### Problem statement
Rewrite the records below so that every "keypoint" becomes "marker point", and leave everything else unchanged.

### Records for the exercise
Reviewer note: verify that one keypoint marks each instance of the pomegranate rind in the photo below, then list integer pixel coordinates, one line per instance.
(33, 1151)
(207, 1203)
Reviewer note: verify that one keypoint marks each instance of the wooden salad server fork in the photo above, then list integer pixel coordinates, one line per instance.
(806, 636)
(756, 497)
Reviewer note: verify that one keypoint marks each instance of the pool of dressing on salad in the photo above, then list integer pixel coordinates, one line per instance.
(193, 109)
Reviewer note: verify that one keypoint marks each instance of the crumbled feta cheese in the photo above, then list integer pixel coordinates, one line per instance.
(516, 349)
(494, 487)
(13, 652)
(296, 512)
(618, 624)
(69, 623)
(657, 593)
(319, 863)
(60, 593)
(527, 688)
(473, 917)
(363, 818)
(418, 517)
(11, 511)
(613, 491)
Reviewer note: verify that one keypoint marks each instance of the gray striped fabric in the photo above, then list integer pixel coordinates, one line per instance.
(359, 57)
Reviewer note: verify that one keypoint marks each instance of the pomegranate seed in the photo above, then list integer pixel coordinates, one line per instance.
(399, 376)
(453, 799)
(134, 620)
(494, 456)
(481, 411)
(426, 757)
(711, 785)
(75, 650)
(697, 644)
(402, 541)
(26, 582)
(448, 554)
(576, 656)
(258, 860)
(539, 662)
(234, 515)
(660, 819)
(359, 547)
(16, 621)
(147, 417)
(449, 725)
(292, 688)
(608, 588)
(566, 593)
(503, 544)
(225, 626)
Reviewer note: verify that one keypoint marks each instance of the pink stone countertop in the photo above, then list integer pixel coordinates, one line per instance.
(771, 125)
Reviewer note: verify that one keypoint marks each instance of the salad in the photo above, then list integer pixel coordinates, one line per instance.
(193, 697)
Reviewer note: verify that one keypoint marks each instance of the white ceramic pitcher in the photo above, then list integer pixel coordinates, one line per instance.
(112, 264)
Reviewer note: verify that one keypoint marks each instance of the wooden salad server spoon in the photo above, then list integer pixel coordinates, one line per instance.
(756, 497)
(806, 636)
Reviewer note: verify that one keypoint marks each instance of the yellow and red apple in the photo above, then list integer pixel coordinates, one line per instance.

### Exercise output
Reviewer note: verify that one marker point marks each instance of the pomegranate rind in the photo below, then list integer pixel coordinates, one line per instance.
(33, 1151)
(207, 1203)
Reviewer note: verify that one marker point marks each instance of the wooden salad server fork in the photo above, then list integer pixel coordinates, one line per instance.
(806, 636)
(756, 497)
Reviewer note: verify that one marker point marks each instance of the pool of dressing on salad in the photo above, then list integer pixel coordinates, one line per instance.
(193, 109)
Reviewer note: verify that one marker point marks each instance of the crumbled feta cheese in the photo above, then list integer pixel coordinates, one line per instance.
(516, 349)
(494, 487)
(13, 652)
(296, 512)
(618, 624)
(69, 623)
(657, 593)
(319, 863)
(60, 593)
(527, 688)
(473, 917)
(363, 818)
(418, 517)
(11, 511)
(613, 491)
Reviewer note: verify that one marker point marks each instance of the gray striped fabric in the photo above, then list integer pixel coordinates, one line per instance.
(359, 57)
Reviewer note: verify that one marker point marks each instance of the pomegranate seed in the photo above, then list integer pixel coordinates, one line per instance.
(399, 376)
(453, 799)
(134, 620)
(494, 456)
(481, 411)
(426, 757)
(711, 785)
(75, 650)
(697, 644)
(402, 541)
(26, 582)
(448, 554)
(576, 656)
(258, 860)
(539, 662)
(234, 515)
(660, 819)
(359, 547)
(16, 621)
(147, 417)
(449, 725)
(292, 688)
(608, 588)
(566, 593)
(503, 544)
(225, 626)
Reviewer note: verify that one marker point marks each instance of the pink stone countertop in the photo above, then list integer pixel coordinates, one line per instance.
(771, 125)
Reviewer note: verify that one marker point marks each instance of the salad in the photo above, then list integer pixel coordinates, one line per instance.
(193, 697)
Reviewer note: verify that one marker point marks each instance of the white ceramic pitcher in the photo above, then list integer pixel coordinates, one line per instance.
(112, 264)
Reviewer note: verify that one marker point marks each instance of the wooden salad server spoon in the photo above, then list integer pixel coordinates, one line per instance.
(756, 497)
(806, 636)
Reviewer note: verify that one marker point marks each instance of the yellow and red apple in the photo above, then list integer pixel coordinates, one line per instance.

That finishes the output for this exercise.